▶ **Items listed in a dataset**
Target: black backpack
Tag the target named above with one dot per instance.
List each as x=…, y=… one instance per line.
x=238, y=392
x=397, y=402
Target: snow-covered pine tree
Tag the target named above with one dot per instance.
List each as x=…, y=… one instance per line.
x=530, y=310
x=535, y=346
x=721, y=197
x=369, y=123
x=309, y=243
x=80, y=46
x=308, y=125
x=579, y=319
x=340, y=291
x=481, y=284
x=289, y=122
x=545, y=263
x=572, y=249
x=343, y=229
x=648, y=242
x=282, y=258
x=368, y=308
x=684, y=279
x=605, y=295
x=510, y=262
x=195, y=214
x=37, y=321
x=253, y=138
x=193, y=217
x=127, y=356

▶ **Problem**
Word for word, restate the entries that appear above.

▶ **Expected answer**
Target: black backpack
Tag the target named above with one dot per instance.
List each as x=…, y=… one instance per line.
x=238, y=392
x=397, y=402
Target: snow-covered pine tree
Tag the target named above with one dot per instance.
List each as x=…, y=… one instance per line.
x=530, y=310
x=535, y=346
x=721, y=197
x=369, y=123
x=309, y=243
x=80, y=46
x=308, y=125
x=579, y=319
x=340, y=291
x=481, y=284
x=289, y=122
x=545, y=263
x=572, y=249
x=343, y=229
x=648, y=242
x=282, y=258
x=368, y=308
x=684, y=279
x=605, y=295
x=510, y=262
x=195, y=214
x=37, y=321
x=253, y=138
x=193, y=217
x=127, y=356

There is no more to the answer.